What this task involves: Retype, word for word, the lines below that run from the line containing "out the glossy" through the final line, with both of those lines included.

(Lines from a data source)
=====
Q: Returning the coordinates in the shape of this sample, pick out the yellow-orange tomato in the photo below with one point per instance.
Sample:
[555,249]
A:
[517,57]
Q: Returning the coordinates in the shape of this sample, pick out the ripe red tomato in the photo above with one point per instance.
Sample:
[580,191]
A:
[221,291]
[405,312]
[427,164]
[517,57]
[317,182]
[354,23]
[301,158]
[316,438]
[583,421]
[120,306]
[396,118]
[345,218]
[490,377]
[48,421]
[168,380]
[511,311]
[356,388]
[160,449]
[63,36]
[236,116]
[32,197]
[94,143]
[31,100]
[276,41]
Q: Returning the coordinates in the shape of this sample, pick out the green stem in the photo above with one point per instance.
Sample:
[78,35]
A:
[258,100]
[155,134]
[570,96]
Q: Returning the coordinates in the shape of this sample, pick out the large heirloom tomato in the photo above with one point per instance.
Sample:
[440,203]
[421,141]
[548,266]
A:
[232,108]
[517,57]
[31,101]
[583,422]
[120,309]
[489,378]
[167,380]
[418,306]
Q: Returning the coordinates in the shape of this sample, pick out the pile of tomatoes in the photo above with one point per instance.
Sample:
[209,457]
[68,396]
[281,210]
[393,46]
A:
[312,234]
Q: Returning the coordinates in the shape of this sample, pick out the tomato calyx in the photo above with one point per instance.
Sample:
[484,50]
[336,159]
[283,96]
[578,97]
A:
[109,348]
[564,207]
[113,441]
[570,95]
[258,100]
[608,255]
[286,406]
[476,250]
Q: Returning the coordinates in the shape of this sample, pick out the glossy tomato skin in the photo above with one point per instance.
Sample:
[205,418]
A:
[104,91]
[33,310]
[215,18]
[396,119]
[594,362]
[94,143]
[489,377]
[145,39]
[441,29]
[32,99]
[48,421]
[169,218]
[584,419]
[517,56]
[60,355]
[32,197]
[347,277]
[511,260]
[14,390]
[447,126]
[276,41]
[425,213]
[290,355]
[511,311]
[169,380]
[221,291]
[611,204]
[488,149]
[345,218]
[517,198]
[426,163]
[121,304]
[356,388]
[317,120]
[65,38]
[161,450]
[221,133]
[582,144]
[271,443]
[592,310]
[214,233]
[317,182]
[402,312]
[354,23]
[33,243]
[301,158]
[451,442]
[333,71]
=====
Written answer:
Q: Returning the coordinates in the shape of this sample, pick out the glossy tomato skin in the photo above with one point per instance.
Sample:
[205,418]
A:
[104,91]
[33,310]
[215,18]
[396,119]
[594,362]
[94,143]
[489,377]
[145,39]
[441,29]
[32,99]
[48,421]
[169,218]
[584,419]
[517,56]
[60,355]
[32,197]
[347,277]
[511,260]
[14,390]
[447,126]
[276,41]
[425,213]
[290,355]
[511,311]
[169,380]
[221,291]
[611,204]
[488,149]
[345,218]
[517,198]
[426,163]
[121,304]
[356,388]
[317,120]
[65,38]
[161,450]
[221,133]
[582,144]
[271,443]
[592,310]
[214,233]
[317,182]
[402,312]
[354,23]
[33,243]
[301,158]
[451,442]
[333,71]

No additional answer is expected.